>> begin Information supplied
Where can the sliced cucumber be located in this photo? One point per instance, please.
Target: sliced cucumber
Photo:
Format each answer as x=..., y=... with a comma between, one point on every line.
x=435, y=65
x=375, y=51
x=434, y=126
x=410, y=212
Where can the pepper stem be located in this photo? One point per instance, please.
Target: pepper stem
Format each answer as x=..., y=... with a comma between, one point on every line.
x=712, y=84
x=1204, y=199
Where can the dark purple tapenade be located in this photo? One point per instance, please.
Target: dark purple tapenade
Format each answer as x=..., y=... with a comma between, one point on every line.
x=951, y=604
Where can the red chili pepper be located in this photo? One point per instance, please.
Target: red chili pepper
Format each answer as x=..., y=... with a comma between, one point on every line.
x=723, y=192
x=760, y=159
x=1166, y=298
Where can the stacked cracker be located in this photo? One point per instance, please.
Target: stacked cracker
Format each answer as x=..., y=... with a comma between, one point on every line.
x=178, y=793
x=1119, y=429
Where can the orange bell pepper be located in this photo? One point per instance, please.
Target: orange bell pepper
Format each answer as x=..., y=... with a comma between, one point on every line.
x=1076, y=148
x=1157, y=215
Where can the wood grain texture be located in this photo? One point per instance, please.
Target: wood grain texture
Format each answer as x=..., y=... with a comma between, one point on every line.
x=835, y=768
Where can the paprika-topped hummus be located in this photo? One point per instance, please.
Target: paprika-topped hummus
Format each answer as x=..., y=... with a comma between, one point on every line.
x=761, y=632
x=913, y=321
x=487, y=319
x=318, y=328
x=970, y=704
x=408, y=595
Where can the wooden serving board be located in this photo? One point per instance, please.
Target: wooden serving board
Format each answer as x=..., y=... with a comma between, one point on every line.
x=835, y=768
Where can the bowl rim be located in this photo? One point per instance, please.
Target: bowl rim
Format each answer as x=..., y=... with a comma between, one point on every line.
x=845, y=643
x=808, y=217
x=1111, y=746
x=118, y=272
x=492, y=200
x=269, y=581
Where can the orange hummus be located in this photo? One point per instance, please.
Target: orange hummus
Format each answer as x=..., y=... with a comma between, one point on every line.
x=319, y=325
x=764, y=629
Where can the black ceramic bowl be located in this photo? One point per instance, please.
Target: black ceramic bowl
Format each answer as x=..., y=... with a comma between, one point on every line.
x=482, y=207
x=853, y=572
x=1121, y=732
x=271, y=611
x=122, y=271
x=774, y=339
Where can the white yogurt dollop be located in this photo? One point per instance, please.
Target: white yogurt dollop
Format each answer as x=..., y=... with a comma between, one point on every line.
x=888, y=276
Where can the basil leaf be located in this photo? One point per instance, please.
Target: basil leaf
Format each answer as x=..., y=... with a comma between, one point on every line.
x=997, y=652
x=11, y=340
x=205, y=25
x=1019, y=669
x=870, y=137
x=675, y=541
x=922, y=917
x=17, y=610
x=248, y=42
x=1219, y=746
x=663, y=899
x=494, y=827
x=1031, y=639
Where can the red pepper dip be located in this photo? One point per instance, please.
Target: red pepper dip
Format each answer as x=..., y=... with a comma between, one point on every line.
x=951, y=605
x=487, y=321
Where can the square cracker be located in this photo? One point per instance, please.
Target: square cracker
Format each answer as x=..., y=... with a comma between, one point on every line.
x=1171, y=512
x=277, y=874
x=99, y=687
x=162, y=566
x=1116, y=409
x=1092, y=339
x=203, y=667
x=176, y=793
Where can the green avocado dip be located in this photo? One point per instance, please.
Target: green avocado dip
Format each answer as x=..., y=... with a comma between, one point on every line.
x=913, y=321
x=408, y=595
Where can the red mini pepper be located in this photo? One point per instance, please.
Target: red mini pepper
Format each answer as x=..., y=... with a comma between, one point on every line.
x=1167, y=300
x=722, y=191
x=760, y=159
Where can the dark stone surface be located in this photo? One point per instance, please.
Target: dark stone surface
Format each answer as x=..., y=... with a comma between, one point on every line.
>> end Information supplied
→ What to work on:
Copy out all of the records shown above exactly.

→ Result below:
Where can the sliced cucumber be located in this photo? One point per instance, please.
Target: sliced cucumber
Photo:
Format each answer as x=..., y=... with a comma between, one point on every line.
x=435, y=65
x=375, y=51
x=434, y=126
x=410, y=212
Where can the pepper stem be located in this photo? One point per instance, please.
Target: pepper stem
Format each answer as x=..., y=... with a comma between, one point on every line.
x=712, y=84
x=1204, y=199
Where can the dark purple tapenade be located in this photo? One point per instance, please.
Target: dark purple tapenade
Format each answer as x=..., y=... with a comma between, one point on every line.
x=951, y=604
Where can the red chili pepper be located in this photo? One point per instance, please.
Target: red chili pepper
Format each answer as x=..., y=... with a comma between, one point on every line.
x=723, y=192
x=760, y=159
x=1166, y=298
Where can the stacked cracker be located in this photo? One point per instance, please.
Target: stacked cracker
Format each answer as x=..., y=... with a comma between, one point on every line.
x=178, y=793
x=1119, y=429
Where can the orange bell pepper be located in this photo? One point per instance, please.
Target: orange bell pepper
Format each answer as x=..., y=... with a comma between, one point on every line.
x=1076, y=148
x=1157, y=215
Where can the wood grain texture be located in this photo? One point per instance, please.
Target: wood grain texture
Format each answer as x=..., y=... with a comma between, one point on every line.
x=835, y=768
Where can the paprika-topped hummus be located in this photo? One point per instance, please.
Target: paprika-topped hummus
Format each answer as x=..., y=... with a comma between, one point on every line.
x=761, y=632
x=913, y=321
x=487, y=319
x=318, y=328
x=970, y=704
x=408, y=595
Where can the wooden serving board be located in this photo? One point per instance, please.
Target: wooden serving board
Format each answer as x=..., y=... with a comma between, one point on every line.
x=835, y=768
Where can the bowl rim be located in this photo? One point per instance, please.
Target: bowl rim
Format each answer as x=..., y=... with a comma between, one point on every line.
x=845, y=643
x=808, y=217
x=1111, y=746
x=118, y=272
x=492, y=200
x=269, y=581
Where can the orange hummus be located in this photo? One point per instance, please.
Target: orange hummus
Format each answer as x=..., y=... with a comma between, one point on every line.
x=319, y=325
x=764, y=629
Where can the black ceramic bowl be located in this photo? One point per instance, please.
Target: black ceramic bowl
Format each answer as x=..., y=... with a comma between, one point on every line.
x=482, y=207
x=853, y=572
x=1121, y=732
x=271, y=611
x=122, y=271
x=774, y=339
Where can the white yogurt dollop be located in this photo? One point per instance, please.
Target: white yogurt dollop
Format each answer as x=..., y=... with a comma between, one point on every line.
x=888, y=276
Where can the basil leaf be located in this photo? One point per instance, please.
Target: basil leaf
Format each answer as x=..., y=... with a comma between, one point on every line.
x=997, y=652
x=11, y=340
x=205, y=25
x=1019, y=669
x=870, y=137
x=675, y=541
x=922, y=917
x=17, y=610
x=248, y=42
x=1219, y=746
x=663, y=899
x=494, y=827
x=1031, y=639
Where can the red pepper dip be located in this photo? One point per instance, please.
Target: red pepper dip
Format each answer as x=..., y=... with a comma between, one point on every line.
x=951, y=605
x=487, y=321
Where can the square cracker be located in this photo? One point per instance, please.
Target: square cracker
Format each answer as x=..., y=... with a comma between, one point on every line.
x=1171, y=512
x=277, y=874
x=99, y=687
x=162, y=566
x=1116, y=409
x=1092, y=339
x=203, y=667
x=176, y=793
Where can the green avocado dip be located in this photo? One point per instance, please.
Target: green avocado dip
Format each answer as x=..., y=... with a comma between, one point on every line.
x=913, y=321
x=408, y=595
Where can the red mini pepper be located in this photo? One point per instance, please.
Target: red mini pepper
Format each answer as x=..., y=... with a comma between, one point on every line.
x=1167, y=300
x=722, y=191
x=760, y=159
Where can the dark stone surface be located in this photo? One point per instance, please.
Target: dark stone surface
Format each answer as x=..., y=... with a comma between, one point on every line.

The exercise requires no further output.